| Assignment |
Once you have read the data below, write it all out exactly.

| Source material |

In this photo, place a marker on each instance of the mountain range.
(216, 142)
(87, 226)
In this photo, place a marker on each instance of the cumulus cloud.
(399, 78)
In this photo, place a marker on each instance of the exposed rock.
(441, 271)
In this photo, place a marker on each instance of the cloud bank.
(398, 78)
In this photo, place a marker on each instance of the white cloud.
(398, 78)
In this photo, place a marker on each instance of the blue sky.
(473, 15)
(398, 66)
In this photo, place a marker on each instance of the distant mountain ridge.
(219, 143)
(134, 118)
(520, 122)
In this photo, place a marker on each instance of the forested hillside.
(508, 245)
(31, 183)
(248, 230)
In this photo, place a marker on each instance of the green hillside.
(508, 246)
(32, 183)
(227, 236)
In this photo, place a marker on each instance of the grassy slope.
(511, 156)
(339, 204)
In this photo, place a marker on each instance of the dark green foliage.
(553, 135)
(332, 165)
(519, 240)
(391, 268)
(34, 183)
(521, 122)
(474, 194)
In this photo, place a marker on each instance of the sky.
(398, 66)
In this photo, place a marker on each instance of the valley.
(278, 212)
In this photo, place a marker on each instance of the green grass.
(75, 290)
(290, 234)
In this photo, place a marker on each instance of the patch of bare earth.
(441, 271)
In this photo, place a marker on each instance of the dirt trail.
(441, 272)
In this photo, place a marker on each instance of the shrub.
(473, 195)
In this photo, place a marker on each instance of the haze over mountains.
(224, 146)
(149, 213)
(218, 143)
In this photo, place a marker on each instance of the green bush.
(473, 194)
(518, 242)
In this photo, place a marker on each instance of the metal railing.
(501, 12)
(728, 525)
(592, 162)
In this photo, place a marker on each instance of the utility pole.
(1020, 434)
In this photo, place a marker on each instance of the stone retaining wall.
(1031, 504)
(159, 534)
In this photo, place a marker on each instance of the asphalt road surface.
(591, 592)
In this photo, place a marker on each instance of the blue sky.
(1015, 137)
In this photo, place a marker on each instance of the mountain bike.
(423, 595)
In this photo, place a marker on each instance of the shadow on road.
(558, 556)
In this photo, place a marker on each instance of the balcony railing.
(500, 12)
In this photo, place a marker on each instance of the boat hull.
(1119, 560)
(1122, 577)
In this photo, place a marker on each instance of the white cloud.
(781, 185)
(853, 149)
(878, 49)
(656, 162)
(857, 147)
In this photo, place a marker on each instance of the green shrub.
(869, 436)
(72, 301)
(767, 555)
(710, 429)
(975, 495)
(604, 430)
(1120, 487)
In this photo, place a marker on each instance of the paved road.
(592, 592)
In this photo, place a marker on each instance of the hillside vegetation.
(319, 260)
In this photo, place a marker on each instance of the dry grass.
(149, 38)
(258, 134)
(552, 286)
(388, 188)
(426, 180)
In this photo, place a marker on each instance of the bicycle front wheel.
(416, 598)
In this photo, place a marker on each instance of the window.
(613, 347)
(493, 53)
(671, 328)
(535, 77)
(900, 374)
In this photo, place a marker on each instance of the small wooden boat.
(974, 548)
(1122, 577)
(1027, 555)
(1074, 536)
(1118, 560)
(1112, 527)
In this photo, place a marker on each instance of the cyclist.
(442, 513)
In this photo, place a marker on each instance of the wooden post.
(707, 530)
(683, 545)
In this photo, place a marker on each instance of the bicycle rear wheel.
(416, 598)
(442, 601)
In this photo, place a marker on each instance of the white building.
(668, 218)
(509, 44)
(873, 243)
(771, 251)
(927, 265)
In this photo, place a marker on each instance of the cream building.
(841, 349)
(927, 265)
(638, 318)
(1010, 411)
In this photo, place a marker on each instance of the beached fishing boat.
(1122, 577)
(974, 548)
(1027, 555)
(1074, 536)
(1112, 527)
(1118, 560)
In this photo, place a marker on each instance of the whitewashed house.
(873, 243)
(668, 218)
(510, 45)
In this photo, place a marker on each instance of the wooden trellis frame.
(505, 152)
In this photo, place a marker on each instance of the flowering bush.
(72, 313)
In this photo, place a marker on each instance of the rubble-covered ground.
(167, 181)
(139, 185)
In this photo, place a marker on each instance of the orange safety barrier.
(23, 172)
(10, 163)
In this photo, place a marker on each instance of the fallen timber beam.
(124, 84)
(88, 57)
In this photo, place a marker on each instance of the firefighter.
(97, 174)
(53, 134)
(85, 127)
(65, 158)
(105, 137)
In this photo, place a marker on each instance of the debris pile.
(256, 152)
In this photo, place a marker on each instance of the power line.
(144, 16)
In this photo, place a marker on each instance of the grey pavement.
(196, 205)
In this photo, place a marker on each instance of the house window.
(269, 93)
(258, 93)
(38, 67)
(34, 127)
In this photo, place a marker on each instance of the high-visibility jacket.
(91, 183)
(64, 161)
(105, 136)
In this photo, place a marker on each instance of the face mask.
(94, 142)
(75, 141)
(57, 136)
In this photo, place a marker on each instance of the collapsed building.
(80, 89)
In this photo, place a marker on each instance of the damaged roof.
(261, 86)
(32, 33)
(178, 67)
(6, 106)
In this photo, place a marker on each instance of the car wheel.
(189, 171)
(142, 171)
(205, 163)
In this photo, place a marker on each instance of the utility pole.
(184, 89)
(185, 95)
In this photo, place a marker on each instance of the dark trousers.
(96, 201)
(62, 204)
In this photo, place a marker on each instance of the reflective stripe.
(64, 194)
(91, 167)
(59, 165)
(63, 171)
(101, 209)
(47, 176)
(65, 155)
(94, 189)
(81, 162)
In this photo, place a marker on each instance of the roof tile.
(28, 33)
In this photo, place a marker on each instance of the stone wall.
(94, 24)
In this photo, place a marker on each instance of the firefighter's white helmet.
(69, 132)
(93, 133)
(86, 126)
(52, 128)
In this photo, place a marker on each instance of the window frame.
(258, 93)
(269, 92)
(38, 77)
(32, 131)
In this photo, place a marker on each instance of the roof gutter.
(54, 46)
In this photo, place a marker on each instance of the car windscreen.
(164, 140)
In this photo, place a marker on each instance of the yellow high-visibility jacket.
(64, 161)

| The answer |
In this photo, place a marker on each instance of the mountain range.
(216, 142)
(87, 226)
In this photo, place a marker on each instance of the cumulus cloud.
(399, 78)
In this photo, place a marker on each instance of the exposed rock.
(441, 271)
In this photo, place a marker on each instance of the cloud bank.
(398, 78)
In this photo, place a marker on each instance of the white cloud.
(398, 78)
In this photo, place a marker on each instance of the blue sky.
(473, 15)
(398, 66)
In this photo, place a marker on each instance of the distant mountain ridge.
(219, 143)
(134, 118)
(520, 122)
In this photo, place a marker on each instance of the forested hillside.
(508, 245)
(31, 183)
(248, 230)
In this photo, place a marker on each instance of the green hillside.
(508, 246)
(32, 183)
(227, 236)
In this photo, place a marker on each instance of the grassy slope.
(511, 156)
(339, 204)
In this photo, place a marker on each instance of the dark green foliage.
(553, 135)
(332, 165)
(519, 240)
(391, 268)
(34, 183)
(521, 122)
(474, 194)
In this photo, place a marker on each instance of the sky.
(398, 66)
In this photo, place a marker on each instance of the valley.
(278, 212)
In this photo, place a marker on each instance of the green grass.
(75, 290)
(290, 234)
In this photo, place a marker on each instance of the patch of bare earth.
(441, 271)
In this photo, place a marker on each instance of the dirt trail.
(441, 272)
In this photo, place a marker on each instance of the shrub.
(473, 195)
In this photo, place a marker on each instance of the haze over mountains.
(224, 146)
(149, 213)
(218, 143)
In this photo, place a marker on each instance of the green bush.
(473, 194)
(518, 242)
In this photo, place a marker on each instance of the metal railing.
(501, 12)
(728, 525)
(592, 162)
In this photo, place a marker on each instance of the utility pole.
(1020, 434)
In this photo, place a marker on each instance of the stone retaining wall.
(1031, 504)
(159, 534)
In this photo, place a marker on each instance of the asphalt road surface.
(591, 592)
In this photo, place a marker on each instance of the blue sky.
(1015, 137)
In this photo, place a marker on each instance of the mountain bike.
(423, 595)
In this photo, place a marker on each instance of the shadow on road.
(558, 556)
In this photo, place a marker on each instance of the balcony railing.
(500, 12)
In this photo, place a marker on each instance of the boat hull.
(1119, 560)
(1122, 577)
In this photo, place a marker on each instance of the white cloud.
(781, 185)
(853, 149)
(878, 49)
(656, 162)
(857, 147)
In this photo, place a marker on each instance of the green shrub.
(869, 436)
(72, 301)
(767, 555)
(710, 429)
(975, 495)
(604, 430)
(1120, 487)
In this photo, place a marker on each instance of the paved road.
(592, 592)
In this photo, place a marker on each instance of the hillside vegetation.
(319, 260)
In this photo, place a marker on each instance of the dry grass.
(149, 38)
(258, 134)
(552, 286)
(388, 188)
(426, 180)
In this photo, place a marker on each instance of the bicycle front wheel.
(416, 598)
In this photo, place a marker on each instance of the window.
(613, 347)
(493, 53)
(671, 328)
(535, 77)
(900, 374)
In this photo, place a marker on each instance of the small wooden boat.
(974, 548)
(1122, 577)
(1027, 555)
(1074, 536)
(1118, 560)
(1112, 527)
In this photo, place a marker on each instance of the cyclist.
(442, 513)
In this photo, place a marker on each instance of the wooden post.
(707, 530)
(683, 545)
In this photo, place a marker on each instance of the bicycle rear wheel.
(416, 598)
(442, 601)
In this photo, place a marker on each instance of the white building.
(668, 218)
(509, 44)
(873, 243)
(771, 251)
(927, 265)
In this photo, place a marker on each instance of the cream building.
(841, 349)
(927, 265)
(638, 318)
(1010, 411)
In this photo, place a marker on each instance of the beached fishing boat.
(1122, 577)
(974, 548)
(1027, 555)
(1074, 536)
(1112, 527)
(1118, 560)
In this photo, place a marker on each instance of the whitewashed house.
(873, 243)
(668, 218)
(510, 45)
In this photo, place a marker on each instance of the wooden trellis frame.
(505, 152)
In this photo, place a marker on each instance of the flowering bush.
(72, 313)
In this photo, place a marker on each instance of the rubble-covered ground.
(167, 181)
(139, 185)
In this photo, place a marker on each instance of the orange safety barrier.
(23, 172)
(10, 163)
In this photo, place a marker on each instance of the fallen timber beam.
(124, 84)
(88, 57)
In this photo, place a marker on each instance of the firefighter.
(97, 174)
(53, 134)
(85, 127)
(65, 158)
(105, 137)
In this photo, place a marker on each instance of the debris pile.
(256, 152)
In this photo, place a marker on each instance of the power line.
(144, 16)
In this photo, place a marker on each instance of the grey pavement.
(196, 205)
In this photo, place a marker on each instance of the house window.
(269, 93)
(258, 93)
(38, 67)
(34, 127)
In this photo, place a marker on each instance of the high-visibility jacket.
(91, 183)
(64, 161)
(105, 136)
In this photo, place a marker on each instance of the face mask.
(94, 142)
(75, 141)
(57, 136)
In this photo, place a marker on each instance of the collapsed building.
(80, 89)
In this photo, place a marker on each instance of the damaged roof.
(261, 86)
(32, 33)
(178, 67)
(6, 106)
In this photo, place a marker on each instance of the car wheel.
(189, 171)
(142, 171)
(205, 163)
In this photo, place a marker on each instance of the utility pole.
(184, 89)
(185, 95)
In this photo, place a marker on each instance of the dark trousers.
(96, 201)
(62, 204)
In this photo, place a marker on each instance of the reflective stripe.
(64, 194)
(91, 167)
(59, 165)
(63, 171)
(101, 209)
(47, 176)
(65, 155)
(94, 189)
(81, 162)
In this photo, place a marker on each instance of the roof tile.
(28, 33)
In this photo, place a marker on each instance of the stone wall.
(94, 24)
In this photo, place a marker on each instance of the firefighter's white helmet.
(69, 132)
(93, 133)
(86, 126)
(52, 128)
In this photo, place a marker on each instance of the window frame.
(258, 93)
(269, 92)
(38, 77)
(32, 131)
In this photo, place a marker on each instance of the roof gutter.
(54, 46)
In this photo, place a marker on each instance of the car windscreen.
(164, 140)
In this photo, place a marker on each instance of the yellow high-visibility jacket.
(64, 161)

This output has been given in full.